**PROBLEM TO SOLVE**: Reproduce the lines of the items below verbatim, from the first line through the line that contains "point(549, 251)", including both. Leave the pictures out of your answer.

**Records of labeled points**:
####################
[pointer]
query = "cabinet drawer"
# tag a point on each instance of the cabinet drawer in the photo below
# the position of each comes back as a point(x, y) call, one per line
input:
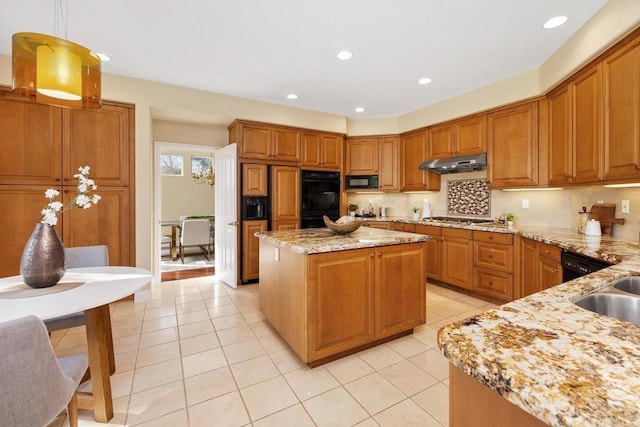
point(486, 236)
point(494, 256)
point(494, 283)
point(430, 230)
point(460, 233)
point(399, 226)
point(549, 251)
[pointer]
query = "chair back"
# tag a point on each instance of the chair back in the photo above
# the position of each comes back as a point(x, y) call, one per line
point(195, 232)
point(87, 256)
point(34, 388)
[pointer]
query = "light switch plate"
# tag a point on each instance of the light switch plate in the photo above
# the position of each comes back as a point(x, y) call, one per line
point(625, 206)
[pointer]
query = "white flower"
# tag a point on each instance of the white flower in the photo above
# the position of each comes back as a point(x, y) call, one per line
point(82, 200)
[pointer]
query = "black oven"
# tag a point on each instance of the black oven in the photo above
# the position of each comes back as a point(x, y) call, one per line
point(320, 196)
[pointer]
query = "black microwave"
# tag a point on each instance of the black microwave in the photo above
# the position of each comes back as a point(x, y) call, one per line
point(361, 182)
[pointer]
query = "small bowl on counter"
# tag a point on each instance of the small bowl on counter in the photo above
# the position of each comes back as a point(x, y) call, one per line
point(343, 225)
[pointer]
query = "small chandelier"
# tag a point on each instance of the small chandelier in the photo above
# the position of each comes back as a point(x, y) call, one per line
point(55, 71)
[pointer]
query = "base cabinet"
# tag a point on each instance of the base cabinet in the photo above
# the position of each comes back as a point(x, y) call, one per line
point(327, 305)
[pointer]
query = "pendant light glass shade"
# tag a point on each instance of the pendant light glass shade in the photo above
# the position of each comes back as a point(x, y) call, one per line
point(55, 71)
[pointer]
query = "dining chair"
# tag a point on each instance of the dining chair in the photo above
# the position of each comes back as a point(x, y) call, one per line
point(195, 232)
point(36, 386)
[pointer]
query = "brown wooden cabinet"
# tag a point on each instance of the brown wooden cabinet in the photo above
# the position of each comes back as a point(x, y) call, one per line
point(457, 138)
point(361, 156)
point(251, 249)
point(321, 151)
point(434, 250)
point(512, 146)
point(254, 179)
point(285, 197)
point(260, 141)
point(44, 146)
point(493, 262)
point(413, 151)
point(540, 266)
point(621, 111)
point(457, 257)
point(388, 172)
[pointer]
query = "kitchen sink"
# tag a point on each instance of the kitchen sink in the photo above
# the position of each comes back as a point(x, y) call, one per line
point(617, 305)
point(628, 284)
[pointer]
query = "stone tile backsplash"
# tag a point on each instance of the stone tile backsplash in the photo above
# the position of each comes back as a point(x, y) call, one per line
point(468, 197)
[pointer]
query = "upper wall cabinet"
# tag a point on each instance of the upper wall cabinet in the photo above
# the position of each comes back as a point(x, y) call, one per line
point(512, 146)
point(575, 143)
point(413, 151)
point(621, 72)
point(322, 151)
point(265, 142)
point(458, 138)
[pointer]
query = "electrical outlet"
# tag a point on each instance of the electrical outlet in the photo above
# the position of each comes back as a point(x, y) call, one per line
point(625, 206)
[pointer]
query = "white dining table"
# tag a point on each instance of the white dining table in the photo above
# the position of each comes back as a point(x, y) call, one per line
point(89, 289)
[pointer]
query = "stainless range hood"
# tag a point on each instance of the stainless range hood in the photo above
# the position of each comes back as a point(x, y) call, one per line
point(474, 162)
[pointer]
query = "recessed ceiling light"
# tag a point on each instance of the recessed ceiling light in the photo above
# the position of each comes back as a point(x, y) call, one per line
point(554, 22)
point(103, 57)
point(344, 55)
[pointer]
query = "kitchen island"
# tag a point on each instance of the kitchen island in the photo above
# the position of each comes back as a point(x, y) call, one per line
point(331, 295)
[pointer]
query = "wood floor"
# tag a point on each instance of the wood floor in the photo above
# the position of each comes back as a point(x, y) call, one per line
point(187, 274)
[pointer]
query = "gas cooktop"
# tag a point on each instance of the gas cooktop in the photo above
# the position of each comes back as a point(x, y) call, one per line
point(458, 220)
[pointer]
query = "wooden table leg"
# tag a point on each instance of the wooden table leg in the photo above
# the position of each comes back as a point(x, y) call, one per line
point(97, 333)
point(174, 235)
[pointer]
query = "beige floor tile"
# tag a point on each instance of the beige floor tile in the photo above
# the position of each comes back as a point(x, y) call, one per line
point(435, 400)
point(209, 385)
point(157, 323)
point(408, 378)
point(432, 362)
point(235, 335)
point(405, 414)
point(286, 360)
point(349, 368)
point(380, 356)
point(307, 383)
point(374, 392)
point(242, 351)
point(158, 353)
point(292, 416)
point(174, 419)
point(226, 322)
point(158, 337)
point(192, 316)
point(194, 329)
point(202, 362)
point(268, 397)
point(254, 371)
point(335, 408)
point(224, 411)
point(199, 343)
point(223, 310)
point(407, 346)
point(155, 402)
point(156, 375)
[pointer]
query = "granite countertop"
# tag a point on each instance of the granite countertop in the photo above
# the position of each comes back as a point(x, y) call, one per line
point(319, 240)
point(561, 363)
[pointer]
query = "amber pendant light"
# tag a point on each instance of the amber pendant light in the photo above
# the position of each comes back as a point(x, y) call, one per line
point(55, 71)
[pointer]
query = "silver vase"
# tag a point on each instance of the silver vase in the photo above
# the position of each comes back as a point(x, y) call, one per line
point(43, 264)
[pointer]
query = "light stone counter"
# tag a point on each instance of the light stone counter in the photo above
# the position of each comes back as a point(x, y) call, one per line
point(319, 240)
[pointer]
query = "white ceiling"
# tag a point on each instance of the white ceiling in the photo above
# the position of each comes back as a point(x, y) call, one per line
point(265, 49)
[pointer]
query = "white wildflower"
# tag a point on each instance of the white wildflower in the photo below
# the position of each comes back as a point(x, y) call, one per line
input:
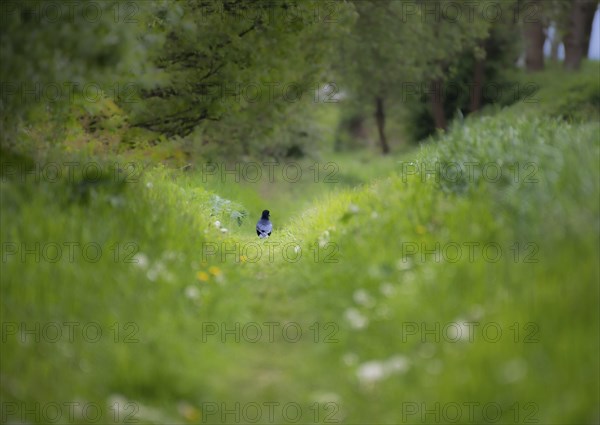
point(356, 319)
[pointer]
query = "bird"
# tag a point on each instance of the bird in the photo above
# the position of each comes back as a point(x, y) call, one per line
point(264, 225)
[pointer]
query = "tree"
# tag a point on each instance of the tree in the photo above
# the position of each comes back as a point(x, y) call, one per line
point(56, 54)
point(230, 69)
point(533, 34)
point(406, 45)
point(577, 38)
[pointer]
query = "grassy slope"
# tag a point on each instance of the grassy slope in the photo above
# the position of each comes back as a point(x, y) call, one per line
point(175, 367)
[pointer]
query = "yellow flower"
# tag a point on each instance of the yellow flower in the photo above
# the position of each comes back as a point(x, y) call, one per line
point(214, 270)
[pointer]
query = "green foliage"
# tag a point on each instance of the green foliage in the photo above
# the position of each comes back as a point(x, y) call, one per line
point(53, 54)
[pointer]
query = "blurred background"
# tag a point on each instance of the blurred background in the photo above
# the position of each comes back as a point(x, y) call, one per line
point(432, 172)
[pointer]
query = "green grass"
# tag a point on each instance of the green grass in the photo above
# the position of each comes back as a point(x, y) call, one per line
point(367, 365)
####################
**SOLUTION**:
[pointer]
query = "cabinet drawer"
# tag a point on each instance of the cabinet drawer in the photo below
# the position of each comes back as a point(x, y) call, one per line
input:
point(486, 236)
point(494, 256)
point(494, 283)
point(430, 230)
point(460, 233)
point(399, 226)
point(549, 251)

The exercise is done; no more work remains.